**Activity**
Copy out the data below. Keep every word as it is.

**Dataset**
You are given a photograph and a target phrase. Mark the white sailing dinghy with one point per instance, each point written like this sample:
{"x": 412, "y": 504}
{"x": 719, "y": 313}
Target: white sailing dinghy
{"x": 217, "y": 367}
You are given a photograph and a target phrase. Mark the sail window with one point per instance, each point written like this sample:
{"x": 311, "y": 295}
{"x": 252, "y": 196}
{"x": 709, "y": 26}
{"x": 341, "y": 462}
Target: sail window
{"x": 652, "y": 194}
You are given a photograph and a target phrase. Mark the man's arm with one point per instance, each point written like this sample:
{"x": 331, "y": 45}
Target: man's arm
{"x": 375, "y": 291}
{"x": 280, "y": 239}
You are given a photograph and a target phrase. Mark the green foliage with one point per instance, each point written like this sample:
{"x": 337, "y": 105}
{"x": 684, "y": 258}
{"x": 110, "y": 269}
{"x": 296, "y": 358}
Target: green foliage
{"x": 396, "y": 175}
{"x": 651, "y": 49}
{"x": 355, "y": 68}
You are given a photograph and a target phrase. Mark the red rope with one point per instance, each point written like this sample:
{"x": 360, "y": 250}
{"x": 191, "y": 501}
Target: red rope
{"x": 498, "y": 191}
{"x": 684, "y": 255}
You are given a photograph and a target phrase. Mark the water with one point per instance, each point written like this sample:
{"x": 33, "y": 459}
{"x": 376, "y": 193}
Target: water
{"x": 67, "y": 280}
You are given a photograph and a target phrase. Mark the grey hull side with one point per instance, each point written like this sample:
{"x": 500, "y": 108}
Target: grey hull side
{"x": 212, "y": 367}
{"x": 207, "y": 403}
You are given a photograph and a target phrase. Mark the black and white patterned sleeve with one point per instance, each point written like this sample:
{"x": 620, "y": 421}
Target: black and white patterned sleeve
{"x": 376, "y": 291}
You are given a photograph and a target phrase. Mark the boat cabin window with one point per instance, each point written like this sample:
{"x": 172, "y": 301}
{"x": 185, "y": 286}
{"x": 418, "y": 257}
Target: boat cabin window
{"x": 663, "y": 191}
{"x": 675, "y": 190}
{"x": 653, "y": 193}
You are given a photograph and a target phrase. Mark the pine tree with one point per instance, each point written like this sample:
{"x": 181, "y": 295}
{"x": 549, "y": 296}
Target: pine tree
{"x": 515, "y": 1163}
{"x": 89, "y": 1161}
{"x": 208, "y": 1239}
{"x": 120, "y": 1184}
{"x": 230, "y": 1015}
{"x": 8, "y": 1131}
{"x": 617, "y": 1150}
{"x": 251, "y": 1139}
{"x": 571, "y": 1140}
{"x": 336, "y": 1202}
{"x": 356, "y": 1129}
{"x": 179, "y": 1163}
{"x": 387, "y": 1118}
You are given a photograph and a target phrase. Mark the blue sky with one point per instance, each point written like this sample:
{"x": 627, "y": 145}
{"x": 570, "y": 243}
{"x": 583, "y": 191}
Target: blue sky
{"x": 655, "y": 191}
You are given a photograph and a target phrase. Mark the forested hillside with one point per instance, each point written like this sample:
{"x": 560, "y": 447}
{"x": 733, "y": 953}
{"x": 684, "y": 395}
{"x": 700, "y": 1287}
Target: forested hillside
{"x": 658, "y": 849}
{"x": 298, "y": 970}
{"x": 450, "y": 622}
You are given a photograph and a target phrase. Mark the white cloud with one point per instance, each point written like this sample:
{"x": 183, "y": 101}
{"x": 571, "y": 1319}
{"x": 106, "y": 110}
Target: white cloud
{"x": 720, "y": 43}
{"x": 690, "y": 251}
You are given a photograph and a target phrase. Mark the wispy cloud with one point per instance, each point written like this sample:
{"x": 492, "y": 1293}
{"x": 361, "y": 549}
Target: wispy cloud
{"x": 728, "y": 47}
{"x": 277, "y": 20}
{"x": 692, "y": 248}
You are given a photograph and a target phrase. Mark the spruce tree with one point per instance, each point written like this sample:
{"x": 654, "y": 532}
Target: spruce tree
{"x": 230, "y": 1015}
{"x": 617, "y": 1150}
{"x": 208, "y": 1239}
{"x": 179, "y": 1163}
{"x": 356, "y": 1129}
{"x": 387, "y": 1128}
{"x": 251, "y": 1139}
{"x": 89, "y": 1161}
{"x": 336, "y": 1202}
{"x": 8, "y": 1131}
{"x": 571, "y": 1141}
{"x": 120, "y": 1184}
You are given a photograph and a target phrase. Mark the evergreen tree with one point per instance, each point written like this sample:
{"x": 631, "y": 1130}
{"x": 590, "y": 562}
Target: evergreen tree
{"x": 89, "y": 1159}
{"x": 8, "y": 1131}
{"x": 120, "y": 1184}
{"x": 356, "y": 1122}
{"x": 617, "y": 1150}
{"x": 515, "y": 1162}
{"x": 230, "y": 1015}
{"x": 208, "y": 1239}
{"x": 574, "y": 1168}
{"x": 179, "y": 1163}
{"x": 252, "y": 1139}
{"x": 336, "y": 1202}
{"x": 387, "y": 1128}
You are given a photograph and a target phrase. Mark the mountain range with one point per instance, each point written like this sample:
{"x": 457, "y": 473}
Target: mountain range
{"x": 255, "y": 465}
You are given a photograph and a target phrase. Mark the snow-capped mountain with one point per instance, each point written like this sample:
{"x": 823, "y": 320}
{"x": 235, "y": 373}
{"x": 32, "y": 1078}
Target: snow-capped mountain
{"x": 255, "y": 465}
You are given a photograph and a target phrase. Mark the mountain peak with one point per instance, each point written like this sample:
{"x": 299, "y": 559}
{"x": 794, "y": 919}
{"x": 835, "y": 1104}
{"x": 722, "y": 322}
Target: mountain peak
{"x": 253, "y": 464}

**Answer space**
You are given a photograph and a target phrase. Mark the white sailing dinghy with one point per instance, each point written like this sample:
{"x": 412, "y": 504}
{"x": 719, "y": 313}
Target: white sailing dinghy
{"x": 217, "y": 367}
You are given a photograph and a target phrase. Mark the sail window with one point per instance, each point written like this sample:
{"x": 311, "y": 295}
{"x": 252, "y": 196}
{"x": 709, "y": 26}
{"x": 341, "y": 462}
Target: sail window
{"x": 652, "y": 194}
You are given a photograph and a target phrase. Mark the man's arm with one point per instance, each point written like this sample:
{"x": 331, "y": 45}
Target: man's arm
{"x": 375, "y": 291}
{"x": 280, "y": 239}
You are given a photograph and a target phrase. Mark the green foliage with one point per instance, each point written like this sample:
{"x": 337, "y": 105}
{"x": 684, "y": 258}
{"x": 110, "y": 269}
{"x": 296, "y": 358}
Target: green foliage
{"x": 396, "y": 175}
{"x": 651, "y": 49}
{"x": 355, "y": 68}
You are given a photograph and a target phrase. Mark the red rope with one point per instance, each point written like this sample:
{"x": 360, "y": 250}
{"x": 191, "y": 501}
Target: red rope
{"x": 498, "y": 191}
{"x": 684, "y": 255}
You are given a photograph and a target phrase. Mark the water with one point per instance, each point written like this sample:
{"x": 33, "y": 459}
{"x": 376, "y": 193}
Target: water
{"x": 67, "y": 280}
You are given a photograph and a target phrase. Mark the grey hull side with one point per instance, each point written like this sample:
{"x": 500, "y": 108}
Target: grey hull side
{"x": 212, "y": 367}
{"x": 207, "y": 403}
You are given a photograph and a target phrase. Mark the black and white patterned sleeve with one point per instance, each point written like this sample:
{"x": 620, "y": 421}
Target: black and white patterned sleeve
{"x": 376, "y": 291}
You are given a photograph and a target phrase. Mark the boat cabin window with one point per instance, each point written like this sample:
{"x": 172, "y": 301}
{"x": 185, "y": 286}
{"x": 418, "y": 257}
Target: boat cabin window
{"x": 663, "y": 191}
{"x": 675, "y": 190}
{"x": 653, "y": 193}
You are given a photograph and a target phrase. Mark the pine tree with one point per instance, each point written like this sample:
{"x": 181, "y": 295}
{"x": 549, "y": 296}
Target: pine tree
{"x": 515, "y": 1163}
{"x": 89, "y": 1161}
{"x": 208, "y": 1239}
{"x": 120, "y": 1184}
{"x": 230, "y": 1015}
{"x": 8, "y": 1131}
{"x": 617, "y": 1150}
{"x": 251, "y": 1139}
{"x": 571, "y": 1140}
{"x": 336, "y": 1202}
{"x": 356, "y": 1129}
{"x": 179, "y": 1163}
{"x": 387, "y": 1118}
You are given a photograph and a target phrase. Mark the blue sky with one point per instance, each point written like this sample:
{"x": 627, "y": 145}
{"x": 570, "y": 243}
{"x": 583, "y": 191}
Target: blue sky
{"x": 655, "y": 191}
You are given a photograph and a target phrase. Mark the forested hillside with one point per instance, each point written like this sample:
{"x": 560, "y": 447}
{"x": 733, "y": 953}
{"x": 684, "y": 395}
{"x": 700, "y": 1287}
Target: forested hillside
{"x": 658, "y": 849}
{"x": 298, "y": 970}
{"x": 450, "y": 622}
You are given a photograph and a target phrase. Mark the white cloud with one point per instance, each point written like this sample:
{"x": 183, "y": 101}
{"x": 571, "y": 1319}
{"x": 106, "y": 110}
Target: white cloud
{"x": 720, "y": 43}
{"x": 690, "y": 251}
You are given a photograph and a target phrase. Mark the wispy cloud with one point per instance, each point written like this sample:
{"x": 492, "y": 1293}
{"x": 361, "y": 549}
Target: wispy cloud
{"x": 728, "y": 47}
{"x": 277, "y": 20}
{"x": 692, "y": 248}
You are given a photograph and a target phrase. Mark the spruce tree with one point per instance, each point written like this sample:
{"x": 654, "y": 532}
Target: spruce tree
{"x": 230, "y": 1015}
{"x": 617, "y": 1150}
{"x": 208, "y": 1239}
{"x": 179, "y": 1163}
{"x": 356, "y": 1129}
{"x": 387, "y": 1128}
{"x": 251, "y": 1139}
{"x": 89, "y": 1161}
{"x": 336, "y": 1202}
{"x": 8, "y": 1131}
{"x": 571, "y": 1141}
{"x": 120, "y": 1184}
You are given a photograph and a target phrase. Mark the evergreen tree with one point per instance, each point written like this sample:
{"x": 631, "y": 1130}
{"x": 590, "y": 562}
Target: evergreen tree
{"x": 89, "y": 1159}
{"x": 8, "y": 1131}
{"x": 120, "y": 1184}
{"x": 356, "y": 1122}
{"x": 617, "y": 1150}
{"x": 515, "y": 1162}
{"x": 230, "y": 1015}
{"x": 208, "y": 1239}
{"x": 574, "y": 1168}
{"x": 179, "y": 1163}
{"x": 252, "y": 1139}
{"x": 336, "y": 1202}
{"x": 387, "y": 1128}
You are given a photograph and a target phrase. Mark the mountain range with one point per instance, each point written like this sample:
{"x": 457, "y": 473}
Target: mountain range
{"x": 255, "y": 465}
You are given a photograph and a target phrase. Mark the snow-capped mountain with one point per instance, each point written like this sample:
{"x": 823, "y": 320}
{"x": 235, "y": 373}
{"x": 32, "y": 1078}
Target: snow-capped mountain
{"x": 255, "y": 465}
You are given a photograph and a target phrase. Mark the mountain peak with one point per instance, each point written like this sample:
{"x": 299, "y": 559}
{"x": 794, "y": 919}
{"x": 835, "y": 1104}
{"x": 722, "y": 322}
Target: mountain peak
{"x": 253, "y": 464}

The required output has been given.